Problem to solve: Reproduce every line of the data below verbatim.
=== Given data ===
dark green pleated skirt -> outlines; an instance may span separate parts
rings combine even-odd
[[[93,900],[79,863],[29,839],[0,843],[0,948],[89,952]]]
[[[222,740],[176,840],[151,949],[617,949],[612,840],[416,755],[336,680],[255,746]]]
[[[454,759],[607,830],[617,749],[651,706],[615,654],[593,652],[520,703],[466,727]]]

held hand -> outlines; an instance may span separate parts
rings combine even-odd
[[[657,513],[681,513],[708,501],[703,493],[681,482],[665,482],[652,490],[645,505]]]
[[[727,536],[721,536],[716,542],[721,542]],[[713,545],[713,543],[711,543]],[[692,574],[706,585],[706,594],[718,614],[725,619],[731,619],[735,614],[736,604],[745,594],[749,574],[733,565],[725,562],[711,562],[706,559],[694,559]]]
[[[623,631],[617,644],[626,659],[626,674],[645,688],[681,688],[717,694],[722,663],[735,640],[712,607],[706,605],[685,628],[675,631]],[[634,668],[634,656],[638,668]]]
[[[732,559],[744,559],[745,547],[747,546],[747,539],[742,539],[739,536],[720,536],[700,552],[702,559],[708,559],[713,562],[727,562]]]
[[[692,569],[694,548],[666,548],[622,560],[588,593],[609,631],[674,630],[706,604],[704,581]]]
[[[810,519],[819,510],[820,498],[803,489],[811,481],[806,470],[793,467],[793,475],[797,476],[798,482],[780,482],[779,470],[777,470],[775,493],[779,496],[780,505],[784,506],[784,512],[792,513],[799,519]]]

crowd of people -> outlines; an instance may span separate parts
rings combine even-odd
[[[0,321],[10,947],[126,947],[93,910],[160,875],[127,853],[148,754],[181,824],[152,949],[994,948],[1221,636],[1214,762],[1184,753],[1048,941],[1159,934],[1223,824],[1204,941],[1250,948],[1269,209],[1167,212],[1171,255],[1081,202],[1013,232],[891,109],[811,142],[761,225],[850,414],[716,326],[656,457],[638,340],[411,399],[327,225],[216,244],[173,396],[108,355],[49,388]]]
===
Right answer:
dark green pleated skirt -> outlines; an instance may span separate parts
rings combine even-odd
[[[93,900],[79,863],[29,839],[0,843],[0,948],[89,952]]]
[[[222,740],[176,840],[151,949],[617,949],[612,840],[416,755],[336,680],[255,746]]]
[[[454,759],[607,830],[617,749],[651,706],[615,654],[593,652],[520,703],[466,727]]]

held hand -> outlines; an instance may span separate parts
rings combine even-odd
[[[657,513],[681,513],[708,501],[703,493],[681,482],[665,482],[652,490],[645,505]]]
[[[727,536],[721,536],[716,542],[721,542]],[[713,545],[713,543],[711,543]],[[692,574],[706,585],[706,594],[718,614],[725,619],[731,619],[735,614],[736,604],[745,594],[749,574],[733,565],[725,562],[711,562],[706,559],[694,559]]]
[[[623,631],[617,644],[626,659],[626,674],[645,688],[681,688],[717,694],[722,663],[735,640],[712,607],[706,605],[685,628],[675,631]],[[634,668],[634,656],[638,668]]]
[[[732,559],[744,559],[745,547],[747,546],[747,539],[742,539],[739,536],[720,536],[700,552],[702,559],[708,559],[713,562],[727,562]]]
[[[692,569],[694,548],[666,548],[622,560],[588,593],[609,631],[674,630],[706,604],[704,581]]]
[[[810,519],[819,510],[820,498],[803,489],[811,481],[806,470],[793,467],[793,475],[797,476],[798,482],[780,482],[779,470],[777,470],[775,493],[779,496],[780,505],[784,506],[784,512],[792,513],[799,519]]]

crowd of people -> outlines; an instance may span separate parts
rings combine even-odd
[[[0,321],[10,947],[126,947],[93,910],[160,875],[127,853],[148,754],[181,824],[152,949],[994,948],[1221,636],[1214,762],[1184,753],[1048,941],[1159,934],[1223,824],[1204,941],[1250,948],[1269,209],[1167,212],[1171,255],[1081,202],[1013,232],[891,109],[811,142],[761,225],[850,414],[716,326],[656,457],[638,340],[411,399],[327,225],[216,244],[173,396],[108,355],[49,388]]]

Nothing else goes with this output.